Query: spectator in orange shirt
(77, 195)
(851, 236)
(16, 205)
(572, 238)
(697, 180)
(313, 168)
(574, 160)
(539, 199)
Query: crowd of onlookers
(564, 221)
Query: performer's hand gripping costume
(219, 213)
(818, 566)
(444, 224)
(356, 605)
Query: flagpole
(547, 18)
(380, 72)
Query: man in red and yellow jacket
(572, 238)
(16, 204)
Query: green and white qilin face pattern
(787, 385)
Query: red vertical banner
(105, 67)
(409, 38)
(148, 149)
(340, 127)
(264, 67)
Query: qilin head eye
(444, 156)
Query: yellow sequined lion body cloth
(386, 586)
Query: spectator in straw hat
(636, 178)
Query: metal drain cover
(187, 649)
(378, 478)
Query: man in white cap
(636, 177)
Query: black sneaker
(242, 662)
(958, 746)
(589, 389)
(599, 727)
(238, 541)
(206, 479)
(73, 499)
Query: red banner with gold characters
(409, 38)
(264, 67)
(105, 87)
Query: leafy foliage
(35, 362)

....

### TU TAREA
Transcribe de nuevo todas las líneas anteriores, sin alterar ni un solo carácter.

### TAREA RESUELTA
Query: spectator in orange shirt
(77, 195)
(851, 236)
(16, 205)
(572, 238)
(697, 180)
(313, 168)
(574, 160)
(539, 199)
Query: crowd of onlookers
(564, 221)
Query: performer's hand gripping costume
(219, 213)
(818, 566)
(444, 224)
(356, 605)
Query: flagpole
(547, 18)
(380, 72)
Query: man in red and yellow jacket
(572, 238)
(16, 204)
Query: green and white qilin face pattern
(787, 385)
Query: red vertical banner
(105, 67)
(409, 38)
(148, 149)
(340, 127)
(264, 67)
Query: qilin head eye
(444, 156)
Query: yellow sequined lion body cloth
(386, 586)
Query: spectator in straw hat
(636, 178)
Query: metal drain cover
(187, 649)
(378, 478)
Query: man in white cap
(636, 177)
Query: black sneaker
(242, 662)
(958, 746)
(589, 389)
(599, 727)
(238, 541)
(206, 479)
(73, 499)
Query: red banner with gold characters
(409, 38)
(264, 67)
(105, 87)
Query: leafy foliage
(35, 362)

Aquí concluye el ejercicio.